### WHAT YOU NEED TO DO
Would you output all the lines below precisely as they stand, leaving each picture out?

== EXERCISE DATA ==

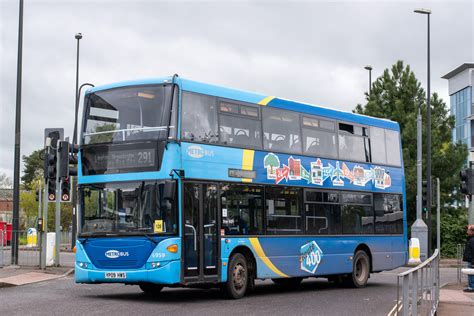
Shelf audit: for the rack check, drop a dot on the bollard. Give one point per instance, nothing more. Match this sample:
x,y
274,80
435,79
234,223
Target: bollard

===

### THE COMPLETED TASK
Shelf audit: for the rack check, drop a dot on the bollard. Give one point per instance, nothing more. Match this sample:
x,y
274,80
435,79
234,223
Target: bollard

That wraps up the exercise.